PROBLEM TO WORK ON: Starting at the line that contains "Query: table leg", print every remaining line of the entries, unchanged, and output nothing more.

TASK INPUTS:
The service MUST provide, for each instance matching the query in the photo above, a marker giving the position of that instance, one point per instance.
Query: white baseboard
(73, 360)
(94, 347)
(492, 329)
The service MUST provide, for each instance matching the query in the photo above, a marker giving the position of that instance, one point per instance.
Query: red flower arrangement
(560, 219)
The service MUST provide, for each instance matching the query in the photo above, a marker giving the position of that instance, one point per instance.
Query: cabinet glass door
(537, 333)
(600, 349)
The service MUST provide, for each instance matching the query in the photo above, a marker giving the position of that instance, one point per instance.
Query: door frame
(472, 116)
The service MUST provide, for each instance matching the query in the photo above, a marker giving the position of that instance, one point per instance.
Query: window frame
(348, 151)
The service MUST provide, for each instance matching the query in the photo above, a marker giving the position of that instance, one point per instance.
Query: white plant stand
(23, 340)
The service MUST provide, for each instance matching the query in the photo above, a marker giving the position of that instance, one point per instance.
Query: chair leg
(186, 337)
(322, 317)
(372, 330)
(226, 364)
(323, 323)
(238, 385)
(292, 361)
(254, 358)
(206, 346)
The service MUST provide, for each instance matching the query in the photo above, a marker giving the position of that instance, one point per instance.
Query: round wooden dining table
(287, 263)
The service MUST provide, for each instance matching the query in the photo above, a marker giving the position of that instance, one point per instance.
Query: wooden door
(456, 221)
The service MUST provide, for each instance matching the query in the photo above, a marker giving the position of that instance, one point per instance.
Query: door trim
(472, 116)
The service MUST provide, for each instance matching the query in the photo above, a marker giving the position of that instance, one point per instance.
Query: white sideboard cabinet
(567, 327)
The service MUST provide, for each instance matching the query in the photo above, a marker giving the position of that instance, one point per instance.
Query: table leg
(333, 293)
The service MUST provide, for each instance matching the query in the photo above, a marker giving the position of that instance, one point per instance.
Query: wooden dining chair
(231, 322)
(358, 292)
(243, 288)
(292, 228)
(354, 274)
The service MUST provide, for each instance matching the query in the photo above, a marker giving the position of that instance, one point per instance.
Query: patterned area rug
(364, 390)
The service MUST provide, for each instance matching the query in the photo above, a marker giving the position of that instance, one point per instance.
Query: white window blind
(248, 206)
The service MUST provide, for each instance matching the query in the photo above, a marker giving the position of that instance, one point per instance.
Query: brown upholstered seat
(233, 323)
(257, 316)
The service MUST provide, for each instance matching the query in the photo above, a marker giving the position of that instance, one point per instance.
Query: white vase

SOLUTION:
Query: table leg
(333, 293)
The service MUST provide, for each instance matching the query in the photo above, a marker giving the position of that instance, one point per instance.
Query: wooden dining chair
(231, 322)
(358, 292)
(243, 288)
(292, 228)
(354, 274)
The service MUST provide, for each instance matching the query in the photo above, a marker giving the position of that instance, one point per instance.
Query: patterned area rug
(364, 390)
The service MUST provide, for each instance matching the query in the photo above, a marker giving the position of that instance, one point per instance.
Query: white window blind
(248, 206)
The service MUST provide, for each instance matching the query in the photo above, a marker giving the position of that instance, one point per instance.
Query: brown upholstered seat
(233, 323)
(257, 316)
The service MUST provide, for each instance matching the query in the photo above, a marker giving the position of that instance, one point per instance.
Query: white vase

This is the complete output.